### Instruções e requisitos
Retome o texto sobre o currículo Lattes e escreva a continuação a partir da última frase apresentada.

Episódio 26 - Um dia frio, um lugar pra atualizar o Lattes
Dicas para uma relação menos tóxica com a plataforma mais popular entre os pesquisadores
Oi pessoal tudo bem?
Os dias voaram desde que apareci aqui para contar que já havia me mudado e tomado posse no novo cargo. Uma adaptação tão rápida quanto complexa, entre cidades, estados, culturas e diferentes tipos de instituições. Um tema para outro dia.
Aproveito para informar que desde a última semana também fui credenciada como Professora do PPG Comunicação da UFF e que apesar do meu nome ainda não estar no site atualizado, ele estará no edital de seleção para o próximo ano como possível orientadora que deve sair em meados de julho. Quem tiver interesse em cursar Mestrado ou Doutorado por essas bandas, fique atento. Estou feliz em estar de volta a uma instituição e a um programa de excelência após tantos percalços.
Desapareci por uns dias a mais do que planejava pois, o dia a dia caótico, um monte de trabalho (organização da conferência da Aoir, cada dia mais perto e edição de um dossiê, além de duas viagens de trabalho: Recife e depois Lisboa) somado à reflexão de estar chegando nos 50 anos em breve. Mas vejam, vou tentar não desviar do assunto hoje que foi algo que prometi: dicas para um relacionamento menos tóxico com o CV Lattes, afinal ele é mais duradouro que muito namoro por ai.
Lattes que eu tô passando…
A primeira coisa a se pensar sobre o Lattes é que ele é um documento de trabalho - como a sua carteira de trabalho se você é CLT ou a funcional do sou gov se você é servidor público - e que diferentemente do Linkedisney e outras plataformas, quando você preenche e atualiza as suas informações por lá você concorda que as informações que você está prestando são verdadeiras e que em caso você seja solicitado você tem como comprová-las. Lattes não é nem deveria ser motivo de ostentação ou de competição, e sim, possui a função de indicar o que fazemos e prestar contas à sociedade no sentido mais básico mesmo.
Minha mente já imaginando um conto de horror “A maldição do Lattes”

Registros de dados
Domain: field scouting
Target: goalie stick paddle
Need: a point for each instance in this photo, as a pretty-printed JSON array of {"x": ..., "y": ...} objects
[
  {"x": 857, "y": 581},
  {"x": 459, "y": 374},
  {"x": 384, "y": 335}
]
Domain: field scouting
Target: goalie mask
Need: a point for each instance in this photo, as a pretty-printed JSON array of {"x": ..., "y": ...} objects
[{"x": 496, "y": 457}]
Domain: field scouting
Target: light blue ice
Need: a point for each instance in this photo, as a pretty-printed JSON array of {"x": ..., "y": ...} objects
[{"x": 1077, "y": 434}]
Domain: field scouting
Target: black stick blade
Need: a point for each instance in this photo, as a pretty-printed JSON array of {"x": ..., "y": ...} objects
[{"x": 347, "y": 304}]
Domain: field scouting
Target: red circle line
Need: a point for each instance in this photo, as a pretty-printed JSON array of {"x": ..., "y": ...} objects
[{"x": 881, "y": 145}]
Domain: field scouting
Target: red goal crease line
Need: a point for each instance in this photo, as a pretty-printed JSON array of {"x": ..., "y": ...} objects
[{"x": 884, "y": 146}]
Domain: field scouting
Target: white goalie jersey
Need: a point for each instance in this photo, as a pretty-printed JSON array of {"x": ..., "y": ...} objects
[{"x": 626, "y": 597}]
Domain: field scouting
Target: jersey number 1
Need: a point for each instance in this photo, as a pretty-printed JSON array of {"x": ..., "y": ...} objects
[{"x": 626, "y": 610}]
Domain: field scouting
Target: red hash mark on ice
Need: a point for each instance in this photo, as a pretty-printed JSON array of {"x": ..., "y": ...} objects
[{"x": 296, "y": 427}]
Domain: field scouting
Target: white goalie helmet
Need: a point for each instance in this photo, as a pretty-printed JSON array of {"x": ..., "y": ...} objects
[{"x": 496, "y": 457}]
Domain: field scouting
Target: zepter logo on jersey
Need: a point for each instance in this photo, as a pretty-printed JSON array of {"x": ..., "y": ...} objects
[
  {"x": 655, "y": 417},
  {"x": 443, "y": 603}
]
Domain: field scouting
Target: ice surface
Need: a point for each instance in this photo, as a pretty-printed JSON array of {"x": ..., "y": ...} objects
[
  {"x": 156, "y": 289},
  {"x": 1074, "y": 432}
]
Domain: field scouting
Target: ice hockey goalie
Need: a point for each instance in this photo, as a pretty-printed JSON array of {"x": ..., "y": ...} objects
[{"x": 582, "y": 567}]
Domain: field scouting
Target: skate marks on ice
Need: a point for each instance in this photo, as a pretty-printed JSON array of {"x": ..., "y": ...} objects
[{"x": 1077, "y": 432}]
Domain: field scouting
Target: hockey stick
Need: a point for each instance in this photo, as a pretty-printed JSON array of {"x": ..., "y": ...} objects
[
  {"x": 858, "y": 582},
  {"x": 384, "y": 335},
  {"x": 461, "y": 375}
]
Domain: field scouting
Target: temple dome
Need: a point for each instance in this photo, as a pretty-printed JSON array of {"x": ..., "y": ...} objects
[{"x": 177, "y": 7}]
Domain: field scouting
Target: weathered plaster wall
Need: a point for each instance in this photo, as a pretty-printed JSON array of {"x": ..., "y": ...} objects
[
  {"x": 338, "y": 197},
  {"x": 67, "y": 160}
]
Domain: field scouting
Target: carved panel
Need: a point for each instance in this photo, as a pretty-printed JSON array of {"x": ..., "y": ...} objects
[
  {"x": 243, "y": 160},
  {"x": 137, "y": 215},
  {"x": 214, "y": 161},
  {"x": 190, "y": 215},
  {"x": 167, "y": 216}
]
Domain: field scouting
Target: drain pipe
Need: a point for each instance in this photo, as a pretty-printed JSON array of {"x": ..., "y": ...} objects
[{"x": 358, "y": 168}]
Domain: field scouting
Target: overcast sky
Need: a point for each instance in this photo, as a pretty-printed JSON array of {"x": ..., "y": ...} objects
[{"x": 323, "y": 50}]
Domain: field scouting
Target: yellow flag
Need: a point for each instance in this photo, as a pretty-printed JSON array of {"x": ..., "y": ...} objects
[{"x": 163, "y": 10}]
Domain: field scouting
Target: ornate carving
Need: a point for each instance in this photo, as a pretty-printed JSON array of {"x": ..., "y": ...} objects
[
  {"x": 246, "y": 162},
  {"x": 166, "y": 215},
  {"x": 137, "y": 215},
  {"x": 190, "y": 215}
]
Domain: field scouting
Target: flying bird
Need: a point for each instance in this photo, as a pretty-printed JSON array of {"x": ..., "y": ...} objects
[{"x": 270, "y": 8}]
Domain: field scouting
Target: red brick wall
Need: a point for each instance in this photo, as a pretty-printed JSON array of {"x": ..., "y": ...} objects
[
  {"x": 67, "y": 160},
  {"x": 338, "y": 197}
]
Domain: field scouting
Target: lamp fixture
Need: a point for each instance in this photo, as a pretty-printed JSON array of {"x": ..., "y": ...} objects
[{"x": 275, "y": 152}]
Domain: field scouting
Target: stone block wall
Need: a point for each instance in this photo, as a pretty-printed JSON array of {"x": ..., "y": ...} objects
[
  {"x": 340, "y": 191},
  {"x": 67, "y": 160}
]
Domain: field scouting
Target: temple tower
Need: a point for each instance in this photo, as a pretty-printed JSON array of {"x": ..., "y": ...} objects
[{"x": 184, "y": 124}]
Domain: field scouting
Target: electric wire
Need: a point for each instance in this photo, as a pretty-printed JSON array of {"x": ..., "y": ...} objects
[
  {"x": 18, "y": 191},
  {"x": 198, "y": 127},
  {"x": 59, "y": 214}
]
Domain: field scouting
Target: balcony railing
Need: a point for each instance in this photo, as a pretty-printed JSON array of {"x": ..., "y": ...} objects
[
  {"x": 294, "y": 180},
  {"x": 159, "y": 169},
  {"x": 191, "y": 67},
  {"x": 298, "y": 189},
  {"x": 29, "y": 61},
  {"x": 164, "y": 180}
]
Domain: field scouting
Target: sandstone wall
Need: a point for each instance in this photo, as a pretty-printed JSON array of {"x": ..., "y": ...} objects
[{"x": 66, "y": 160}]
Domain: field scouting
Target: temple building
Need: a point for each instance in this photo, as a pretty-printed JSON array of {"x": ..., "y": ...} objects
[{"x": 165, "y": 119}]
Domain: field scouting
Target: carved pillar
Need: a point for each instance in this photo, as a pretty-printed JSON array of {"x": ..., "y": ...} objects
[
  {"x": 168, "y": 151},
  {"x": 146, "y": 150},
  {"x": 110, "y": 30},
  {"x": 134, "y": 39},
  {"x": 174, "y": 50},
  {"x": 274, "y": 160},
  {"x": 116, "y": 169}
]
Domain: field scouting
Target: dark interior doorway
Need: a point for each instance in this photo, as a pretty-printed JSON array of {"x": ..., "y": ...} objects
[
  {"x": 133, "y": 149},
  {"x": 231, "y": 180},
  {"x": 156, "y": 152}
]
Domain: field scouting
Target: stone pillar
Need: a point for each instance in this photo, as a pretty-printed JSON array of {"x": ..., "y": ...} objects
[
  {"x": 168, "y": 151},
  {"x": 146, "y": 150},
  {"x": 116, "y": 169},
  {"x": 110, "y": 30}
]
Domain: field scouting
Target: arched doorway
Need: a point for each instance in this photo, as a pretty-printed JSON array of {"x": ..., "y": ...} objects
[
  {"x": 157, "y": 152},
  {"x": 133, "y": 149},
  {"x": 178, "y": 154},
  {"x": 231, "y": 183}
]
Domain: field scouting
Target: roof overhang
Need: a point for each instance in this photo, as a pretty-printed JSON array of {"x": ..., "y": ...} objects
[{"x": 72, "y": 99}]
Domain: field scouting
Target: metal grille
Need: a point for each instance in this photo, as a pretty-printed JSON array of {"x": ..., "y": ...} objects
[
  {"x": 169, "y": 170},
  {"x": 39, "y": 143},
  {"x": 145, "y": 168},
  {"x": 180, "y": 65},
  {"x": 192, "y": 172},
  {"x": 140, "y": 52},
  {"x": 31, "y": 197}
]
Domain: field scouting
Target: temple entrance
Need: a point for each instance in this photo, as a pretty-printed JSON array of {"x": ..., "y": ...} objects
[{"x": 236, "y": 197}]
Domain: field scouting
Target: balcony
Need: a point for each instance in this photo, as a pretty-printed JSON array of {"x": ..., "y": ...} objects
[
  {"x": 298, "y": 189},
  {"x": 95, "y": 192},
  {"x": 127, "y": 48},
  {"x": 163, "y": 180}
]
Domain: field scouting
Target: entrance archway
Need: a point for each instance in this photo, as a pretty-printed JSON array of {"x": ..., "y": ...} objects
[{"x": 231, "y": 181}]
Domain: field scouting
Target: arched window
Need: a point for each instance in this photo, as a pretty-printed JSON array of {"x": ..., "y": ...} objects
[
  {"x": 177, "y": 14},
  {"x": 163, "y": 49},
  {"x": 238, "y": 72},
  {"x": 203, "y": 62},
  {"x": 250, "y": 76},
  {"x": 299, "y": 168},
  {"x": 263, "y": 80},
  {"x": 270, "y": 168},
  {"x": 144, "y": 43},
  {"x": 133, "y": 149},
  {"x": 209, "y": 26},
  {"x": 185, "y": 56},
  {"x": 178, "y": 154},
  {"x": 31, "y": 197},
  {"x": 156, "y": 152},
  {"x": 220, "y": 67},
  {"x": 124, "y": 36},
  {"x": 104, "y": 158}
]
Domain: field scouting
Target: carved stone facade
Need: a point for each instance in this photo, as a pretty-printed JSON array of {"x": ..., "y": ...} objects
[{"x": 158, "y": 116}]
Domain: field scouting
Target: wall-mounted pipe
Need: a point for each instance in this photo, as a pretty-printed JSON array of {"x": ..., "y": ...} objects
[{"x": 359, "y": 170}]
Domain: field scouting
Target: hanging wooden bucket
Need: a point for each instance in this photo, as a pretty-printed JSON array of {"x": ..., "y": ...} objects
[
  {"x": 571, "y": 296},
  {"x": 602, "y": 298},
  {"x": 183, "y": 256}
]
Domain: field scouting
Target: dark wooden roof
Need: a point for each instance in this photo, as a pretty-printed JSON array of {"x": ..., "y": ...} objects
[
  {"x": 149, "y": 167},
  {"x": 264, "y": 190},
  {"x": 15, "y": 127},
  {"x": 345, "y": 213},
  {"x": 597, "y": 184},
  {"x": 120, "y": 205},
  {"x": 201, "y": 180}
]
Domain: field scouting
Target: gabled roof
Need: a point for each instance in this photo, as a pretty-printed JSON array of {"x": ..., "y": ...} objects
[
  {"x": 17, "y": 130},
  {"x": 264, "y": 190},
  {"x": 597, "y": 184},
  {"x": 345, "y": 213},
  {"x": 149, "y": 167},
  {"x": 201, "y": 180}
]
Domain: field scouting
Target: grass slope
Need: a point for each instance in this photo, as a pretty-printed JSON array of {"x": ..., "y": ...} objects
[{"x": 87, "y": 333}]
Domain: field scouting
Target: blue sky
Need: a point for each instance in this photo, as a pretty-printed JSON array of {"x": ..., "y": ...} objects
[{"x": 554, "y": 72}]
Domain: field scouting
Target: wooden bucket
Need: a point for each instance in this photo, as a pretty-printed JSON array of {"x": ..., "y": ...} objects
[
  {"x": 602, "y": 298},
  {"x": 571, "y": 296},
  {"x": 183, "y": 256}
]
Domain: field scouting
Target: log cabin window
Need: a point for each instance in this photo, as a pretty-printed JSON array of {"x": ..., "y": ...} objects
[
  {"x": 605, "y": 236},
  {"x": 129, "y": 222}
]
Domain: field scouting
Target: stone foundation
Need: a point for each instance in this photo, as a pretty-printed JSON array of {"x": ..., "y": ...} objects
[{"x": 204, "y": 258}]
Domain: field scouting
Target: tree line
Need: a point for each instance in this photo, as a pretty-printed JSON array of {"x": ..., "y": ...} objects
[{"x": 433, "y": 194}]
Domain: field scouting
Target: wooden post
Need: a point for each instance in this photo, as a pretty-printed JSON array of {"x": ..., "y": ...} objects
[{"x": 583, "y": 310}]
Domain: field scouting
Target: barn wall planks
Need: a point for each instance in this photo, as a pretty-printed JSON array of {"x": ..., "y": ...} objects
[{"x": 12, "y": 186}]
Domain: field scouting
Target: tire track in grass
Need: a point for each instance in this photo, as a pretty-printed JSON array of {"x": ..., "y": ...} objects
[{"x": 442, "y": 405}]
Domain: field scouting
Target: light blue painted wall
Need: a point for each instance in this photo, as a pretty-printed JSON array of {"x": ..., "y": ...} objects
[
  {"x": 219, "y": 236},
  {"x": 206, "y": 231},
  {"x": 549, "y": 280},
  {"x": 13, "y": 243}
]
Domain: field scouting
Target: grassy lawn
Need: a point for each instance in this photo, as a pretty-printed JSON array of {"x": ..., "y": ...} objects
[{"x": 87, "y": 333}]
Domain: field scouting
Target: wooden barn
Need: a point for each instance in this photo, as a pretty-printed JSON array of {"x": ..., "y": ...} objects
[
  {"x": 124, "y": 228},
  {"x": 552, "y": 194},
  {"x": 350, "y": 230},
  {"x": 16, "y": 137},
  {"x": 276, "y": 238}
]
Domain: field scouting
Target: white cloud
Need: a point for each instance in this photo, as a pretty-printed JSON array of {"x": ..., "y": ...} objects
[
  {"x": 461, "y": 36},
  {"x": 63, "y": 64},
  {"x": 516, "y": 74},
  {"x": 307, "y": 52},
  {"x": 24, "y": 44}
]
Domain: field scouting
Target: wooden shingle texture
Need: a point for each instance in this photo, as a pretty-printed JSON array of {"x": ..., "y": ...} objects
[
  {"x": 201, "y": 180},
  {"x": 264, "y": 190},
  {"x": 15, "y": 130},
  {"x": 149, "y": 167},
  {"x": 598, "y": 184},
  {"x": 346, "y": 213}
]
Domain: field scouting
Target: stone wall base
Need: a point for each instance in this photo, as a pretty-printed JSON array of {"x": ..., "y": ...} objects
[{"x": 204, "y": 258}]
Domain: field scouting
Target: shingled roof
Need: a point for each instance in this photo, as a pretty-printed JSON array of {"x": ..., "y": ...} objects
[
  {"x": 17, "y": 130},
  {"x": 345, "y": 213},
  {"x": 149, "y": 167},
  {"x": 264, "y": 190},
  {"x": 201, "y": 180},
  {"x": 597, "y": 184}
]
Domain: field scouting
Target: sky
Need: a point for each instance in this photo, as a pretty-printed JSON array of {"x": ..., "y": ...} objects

### Resposta correta
Antes de reclamar do Lattes, informo que num passado em que esse documento não existia, muita coisa não podia ser comprovada. Me recordo de uma história contada por uma conhecida - que eu nem lembro mais quem era de tanto tempo que faz - que disse que uma coordenadora de curso estava cobrando uma determinada publicação de um artigo que um professor dizia e se gabava de ter. A coordenadora solicitava o artigo para algum relatório e nada, nenhuma entrega, o professor enrolava, até que uns meses depois veio a obrigatoriedade do Lattes e lá estava artigo encantado com um “no prelo”. A coordenadora então após cansar de solicitar a entrega foi até a biblioteca, pegou o periódico que era impresso e ligou para o editor da revista explicando a situação. Bingo! O tal paper fora recusado na revista e não seria publicado. Infelizmente ela teria que relatar o fato. Num desses plot twists que parecem novela mexicana, antes que qualquer medida fosse tomada, algumas semanas depois o professor veio a falecer.
Conto isso não para dizer que há uma maldição de quem mente no lattes morrer - olha ai poderia ser um bom conto de horror, muitos funcionários de um certo ex-governo do país já estariam na death note - mas sim para mostrar a importância dessa plataforma, por mais que ela nos atormente e nos persiga, e tenha lá seus problemas de interface. Mas sinceramente fico feliz de saber que abro o lattes e não serei obrigada a assistir um reels ou ouvir um podcast, calculem! Espero que NUNCA integrem o CV Lattes com nenhuma rede social. Embora eu já tenha visto os resumos mais disparatados e fotos muito engraçadas.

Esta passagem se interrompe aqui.